Short problem
Please arrange each line of the items below as a Markdown table with the columns Row, holding a running number, and Line, holding the line itself, and skip blank lines. Leave the pictures out of the table.

Material for this task
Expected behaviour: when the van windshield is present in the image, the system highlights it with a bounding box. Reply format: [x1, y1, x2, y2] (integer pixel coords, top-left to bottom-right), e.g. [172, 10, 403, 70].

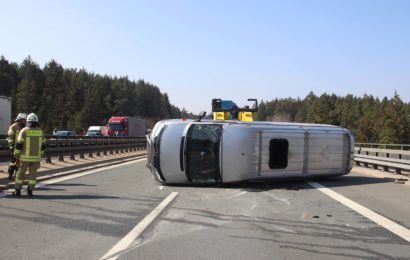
[186, 124, 222, 183]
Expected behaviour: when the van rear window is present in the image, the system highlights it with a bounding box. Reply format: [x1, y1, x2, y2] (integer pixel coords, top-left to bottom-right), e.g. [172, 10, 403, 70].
[269, 139, 289, 169]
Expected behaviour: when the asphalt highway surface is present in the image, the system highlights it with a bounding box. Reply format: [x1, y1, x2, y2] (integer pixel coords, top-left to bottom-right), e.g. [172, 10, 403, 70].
[0, 160, 410, 259]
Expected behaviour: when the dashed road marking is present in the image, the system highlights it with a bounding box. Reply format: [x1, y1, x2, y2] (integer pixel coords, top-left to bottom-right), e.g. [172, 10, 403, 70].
[307, 181, 410, 242]
[100, 192, 178, 260]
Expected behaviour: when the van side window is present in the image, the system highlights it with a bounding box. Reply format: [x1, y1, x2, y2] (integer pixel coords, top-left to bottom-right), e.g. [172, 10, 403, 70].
[269, 139, 289, 169]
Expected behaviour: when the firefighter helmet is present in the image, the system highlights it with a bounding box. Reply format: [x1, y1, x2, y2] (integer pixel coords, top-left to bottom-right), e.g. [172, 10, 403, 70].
[27, 113, 38, 123]
[15, 113, 27, 121]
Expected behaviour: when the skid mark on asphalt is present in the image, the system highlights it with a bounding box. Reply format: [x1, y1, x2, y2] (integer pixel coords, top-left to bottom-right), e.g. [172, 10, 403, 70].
[307, 181, 410, 242]
[263, 192, 290, 206]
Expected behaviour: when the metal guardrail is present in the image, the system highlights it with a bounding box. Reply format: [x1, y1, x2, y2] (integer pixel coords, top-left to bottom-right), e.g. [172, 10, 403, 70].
[354, 143, 410, 174]
[0, 137, 146, 162]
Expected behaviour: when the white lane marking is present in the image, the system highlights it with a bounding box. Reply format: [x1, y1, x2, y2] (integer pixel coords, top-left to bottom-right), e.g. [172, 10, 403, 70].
[307, 181, 410, 242]
[100, 192, 178, 260]
[0, 158, 146, 198]
[263, 191, 290, 205]
[228, 191, 247, 199]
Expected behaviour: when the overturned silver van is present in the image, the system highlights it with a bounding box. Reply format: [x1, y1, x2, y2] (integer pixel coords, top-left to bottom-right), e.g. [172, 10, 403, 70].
[147, 119, 354, 184]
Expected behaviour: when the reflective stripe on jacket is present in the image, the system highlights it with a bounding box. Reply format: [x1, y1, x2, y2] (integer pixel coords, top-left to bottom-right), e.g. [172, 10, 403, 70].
[7, 122, 21, 149]
[14, 127, 46, 162]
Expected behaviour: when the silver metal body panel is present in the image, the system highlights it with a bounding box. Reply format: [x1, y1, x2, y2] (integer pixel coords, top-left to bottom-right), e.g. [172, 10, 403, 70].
[147, 120, 354, 183]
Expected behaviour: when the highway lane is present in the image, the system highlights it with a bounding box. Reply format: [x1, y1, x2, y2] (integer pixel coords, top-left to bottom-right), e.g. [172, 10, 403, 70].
[0, 161, 410, 259]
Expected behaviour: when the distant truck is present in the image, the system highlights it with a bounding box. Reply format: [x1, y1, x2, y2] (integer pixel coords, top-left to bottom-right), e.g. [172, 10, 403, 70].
[102, 116, 146, 137]
[0, 96, 11, 135]
[85, 126, 104, 136]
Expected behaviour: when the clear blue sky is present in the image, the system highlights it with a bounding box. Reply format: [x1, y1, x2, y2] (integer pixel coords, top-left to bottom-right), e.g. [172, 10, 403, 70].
[0, 0, 410, 113]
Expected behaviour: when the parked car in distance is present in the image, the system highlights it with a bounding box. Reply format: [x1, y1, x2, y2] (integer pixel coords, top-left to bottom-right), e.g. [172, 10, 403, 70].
[53, 131, 78, 137]
[85, 131, 103, 137]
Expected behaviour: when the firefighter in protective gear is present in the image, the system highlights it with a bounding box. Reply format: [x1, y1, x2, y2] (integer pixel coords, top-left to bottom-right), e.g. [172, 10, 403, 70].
[7, 113, 27, 180]
[14, 113, 46, 196]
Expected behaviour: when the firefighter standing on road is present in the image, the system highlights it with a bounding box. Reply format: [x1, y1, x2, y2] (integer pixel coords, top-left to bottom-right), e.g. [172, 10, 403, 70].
[7, 113, 27, 180]
[14, 113, 46, 196]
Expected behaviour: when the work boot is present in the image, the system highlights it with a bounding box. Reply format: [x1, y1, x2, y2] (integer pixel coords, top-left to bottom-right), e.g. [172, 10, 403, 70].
[14, 189, 21, 197]
[27, 187, 33, 197]
[8, 165, 14, 181]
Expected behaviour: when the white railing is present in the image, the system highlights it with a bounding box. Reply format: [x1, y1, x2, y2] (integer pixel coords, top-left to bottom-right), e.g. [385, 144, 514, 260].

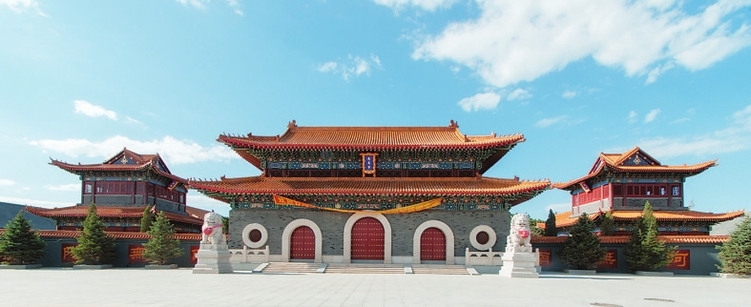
[229, 245, 269, 263]
[464, 247, 503, 266]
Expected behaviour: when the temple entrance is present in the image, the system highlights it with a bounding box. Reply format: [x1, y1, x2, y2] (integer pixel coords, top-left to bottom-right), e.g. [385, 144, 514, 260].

Exercise solution
| Row | Line |
|---|---|
| 1 | Expected behaviour: when the van windshield is present in the image, the system highlights it with a bounding box. Reply format: [x1, y1, x2, y2] (integer pixel coords, top-left to bottom-right), e.g. [172, 10, 403, 70]. |
| 2 | [186, 124, 222, 183] |
| 3 | Expected behaviour: when the van rear window is present in the image, the system highlights it with a bounding box. Reply format: [x1, y1, x2, y2] (integer pixel coords, top-left to bottom-right), e.g. [172, 10, 403, 70]. |
| 4 | [269, 139, 289, 169] |
| 5 | Expected behaviour: when the asphalt highway surface is present in the image, the system highlights it with a bounding box. Reply format: [x1, y1, x2, y2] (integer pixel coords, top-left to bottom-right), e.g. [172, 10, 403, 70]. |
| 6 | [0, 160, 410, 259] |
| 7 | Expected behaviour: when the dashed road marking is present in the image, the system highlights it with a bounding box. Reply format: [x1, y1, x2, y2] (integer pixel coords, top-left to bottom-right), e.g. [172, 10, 403, 70]. |
| 8 | [307, 181, 410, 242] |
| 9 | [100, 192, 178, 260] |
| 10 | Expected behaviour: when the van side window is present in the image, the system highlights it with a bounding box. Reply format: [x1, y1, x2, y2] (integer pixel coords, top-left to bottom-right), e.g. [172, 10, 403, 70]. |
| 11 | [269, 139, 289, 169] |
| 12 | Expected behaviour: when the firefighter helmet is present in the image, the system highlights it with a bounding box. Reply format: [x1, y1, x2, y2] (integer pixel coords, top-left to bottom-right), e.g. [172, 10, 403, 70]. |
| 13 | [27, 113, 38, 123] |
| 14 | [15, 113, 27, 121] |
| 15 | Expected behaviour: when the skid mark on asphalt is present in the image, the system highlights it with a bounding box. Reply format: [x1, y1, x2, y2] (integer pixel coords, top-left to bottom-right), e.g. [172, 10, 403, 70]. |
| 16 | [307, 181, 410, 242] |
| 17 | [263, 192, 290, 206] |
| 18 | Expected behaviour: when the metal guardrail is present in the image, the system highlights it with a bounding box. Reply format: [x1, y1, x2, y2] (integer pixel coords, top-left to bottom-right), e.g. [172, 10, 403, 70]. |
| 19 | [354, 143, 410, 174] |
| 20 | [0, 137, 146, 162] |
| 21 | Expected behaviour: when the white lane marking is present in the image, the system highlights it with a bounding box. Reply format: [x1, y1, x2, y2] (integer pixel coords, top-left to bottom-right), e.g. [172, 10, 403, 70]. |
| 22 | [307, 181, 410, 242] |
| 23 | [100, 192, 178, 260] |
| 24 | [0, 158, 146, 198] |
| 25 | [263, 191, 290, 205] |
| 26 | [228, 191, 247, 199] |
| 27 | Expected behaviour: when the overturned silver van is present in the image, the system highlights it with a bounding box. Reply format: [x1, y1, x2, y2] (integer pixel coords, top-left to bottom-right), e.g. [172, 10, 403, 70]. |
| 28 | [147, 119, 354, 184] |
| 29 | Expected behaviour: when the reflective stripe on jacket is present in the image, the system highlights it with a bounding box. Reply format: [x1, y1, x2, y2] (integer pixel coords, top-left to bottom-right), e.g. [172, 10, 403, 70]. |
| 30 | [7, 122, 21, 149] |
| 31 | [14, 127, 46, 162] |
| 32 | Expected behaviour: when the silver metal body panel is present in the image, the system highlights it with a bounding box. Reply format: [x1, y1, x2, y2] (integer pixel coords, top-left to bottom-right), e.g. [172, 10, 403, 70]. |
| 33 | [147, 120, 354, 183] |
| 34 | Expected behaviour: when the highway lane is present in the image, the system highlights it with a bounding box. Reply format: [x1, y1, x2, y2] (integer pixel coords, top-left to bottom-right), e.g. [172, 10, 403, 70]. |
| 35 | [0, 161, 410, 259] |
| 36 | Expected behaviour: when the distant truck is present in the image, the system highlights it with a bounding box. Reply format: [x1, y1, x2, y2] (integer pixel coords, top-left to bottom-right), e.g. [172, 10, 403, 70]. |
| 37 | [102, 116, 146, 137] |
| 38 | [0, 96, 11, 135] |
| 39 | [85, 126, 104, 136] |
| 40 | Expected behaviour: when the clear blue sky is present in the image, the system highlights it with a bounding box. Reply format: [x1, y1, x2, y2] (integer pixel coords, top-left to bottom-right), e.g. [172, 10, 403, 70]. |
| 41 | [0, 0, 410, 113] |
| 42 | Expected behaviour: when the parked car in distance is present in the image, the system highlights it with a bounding box. Reply format: [x1, y1, x2, y2] (integer pixel coords, top-left to bottom-right), e.g. [172, 10, 403, 70]. |
| 43 | [53, 131, 78, 137] |
| 44 | [85, 131, 103, 137] |
| 45 | Expected behaviour: when the firefighter in protective gear is present in the image, the system highlights it with a bounding box. Reply format: [x1, y1, x2, y2] (integer pixel coords, top-left to bottom-right), e.g. [172, 10, 403, 70]. |
| 46 | [7, 113, 27, 180] |
| 47 | [14, 113, 46, 196] |
| 48 | Expected behaviour: when the firefighter standing on road is present in the image, the system highlights it with a bounding box. Reply format: [x1, y1, x2, y2] (integer pixel coords, top-left to bottom-right), e.g. [172, 10, 403, 70]. |
| 49 | [7, 113, 27, 180] |
| 50 | [14, 113, 46, 196] |
| 51 | Expected behaviour: when the work boot is present in the image, the system highlights it with a bounding box. Reply format: [x1, y1, x2, y2] (integer pixel coords, top-left to bottom-right), e.g. [172, 10, 403, 70]. |
| 52 | [14, 189, 21, 197] |
| 53 | [27, 187, 33, 197] |
| 54 | [8, 165, 14, 181] |
| 55 | Expected behaviour: when the white railing is present in the image, the system highlights it with a bounding box. Reply format: [x1, y1, x2, y2] (integer pixel coords, top-left to bottom-right), e.g. [385, 144, 514, 260]. |
| 56 | [229, 245, 269, 263] |
| 57 | [464, 247, 503, 266] |
| 58 | Expected behaviour: when the temple entrance is present in the image, the system highlights it with a bounding box. Reply format: [x1, y1, x2, y2] (integer pixel coords, top-left to bottom-right), e.g. [385, 144, 514, 260]. |